• _INSTRUCTIONS FOR THE TASK_
Would you output all the lines below precisely as they stand, leaving each picture out?

• _RECORDS PROVIDED_
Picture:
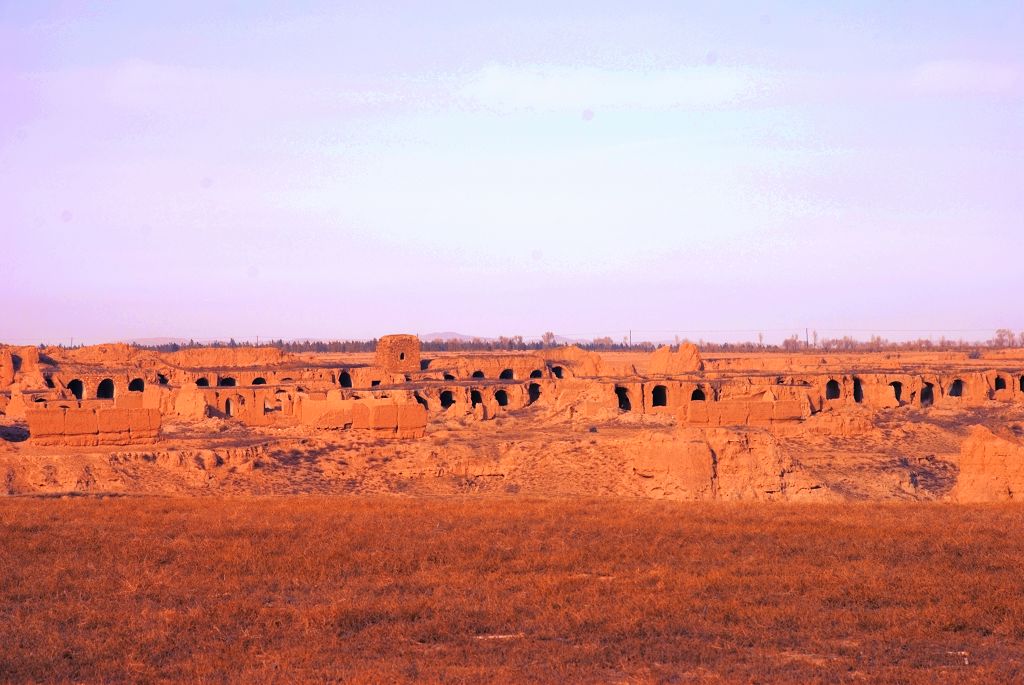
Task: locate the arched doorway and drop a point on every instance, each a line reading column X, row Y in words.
column 897, row 390
column 832, row 389
column 624, row 398
column 105, row 389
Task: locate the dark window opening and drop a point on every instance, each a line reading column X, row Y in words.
column 927, row 394
column 897, row 390
column 105, row 389
column 624, row 398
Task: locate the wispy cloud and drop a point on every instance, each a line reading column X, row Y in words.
column 511, row 88
column 961, row 77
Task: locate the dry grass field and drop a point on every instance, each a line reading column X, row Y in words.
column 507, row 590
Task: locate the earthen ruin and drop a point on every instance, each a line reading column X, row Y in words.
column 672, row 423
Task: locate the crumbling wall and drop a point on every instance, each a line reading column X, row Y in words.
column 92, row 427
column 397, row 353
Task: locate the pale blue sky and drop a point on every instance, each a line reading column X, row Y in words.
column 325, row 171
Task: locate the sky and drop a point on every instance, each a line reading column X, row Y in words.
column 346, row 170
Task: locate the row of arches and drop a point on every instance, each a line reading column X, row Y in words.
column 659, row 395
column 104, row 389
column 501, row 396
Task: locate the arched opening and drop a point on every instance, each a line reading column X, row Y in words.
column 897, row 390
column 624, row 398
column 928, row 395
column 832, row 389
column 105, row 389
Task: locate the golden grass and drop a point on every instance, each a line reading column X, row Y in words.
column 507, row 590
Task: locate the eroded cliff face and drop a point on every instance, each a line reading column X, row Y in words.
column 991, row 467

• _EXERCISE SOLUTION_
Picture:
Task: locate the arched doorway and drop a point on every instance, each a line reading column X, row Y in words.
column 897, row 390
column 832, row 389
column 624, row 398
column 105, row 389
Task: locate the dark window opening and drop a point on every instance, each a line reading column X, row Y in words.
column 927, row 394
column 897, row 390
column 105, row 389
column 624, row 398
Task: locate the wispy cloud and drop a point on every instance, each a line reading column X, row Y in words.
column 511, row 88
column 961, row 77
Task: locate the dry grass field and drop a point on every instance, each a line reading column X, row Y in words.
column 507, row 590
Task: locate the earthen ruin and drop a point on every instance, each a line reading column X, row Y in words.
column 672, row 423
Task: locate the crumbling wall and drop a point on every instance, each a line reading column X, row Y in words.
column 92, row 427
column 397, row 353
Task: locate the pale blue sky and drop a point on every instance, each a line reading column X, row Y in words.
column 325, row 171
Task: locate the sky and drop a point on every instance, each a line reading column X, row Y in words.
column 346, row 170
Task: locate the row of arches and drop a point on every instance, each a line reading column X, row Y in words.
column 659, row 395
column 104, row 389
column 501, row 396
Task: locate the arched opening and drop a point on every instance, each a line reading column X, row Y in words.
column 897, row 390
column 624, row 398
column 928, row 395
column 832, row 389
column 105, row 389
Task: locate the golden grass and drop a point on every instance, each a line reading column X, row Y in words.
column 507, row 590
Task: locate the eroded cliff face and drop a point on every instance, each a line reading column X, row Y in words.
column 991, row 467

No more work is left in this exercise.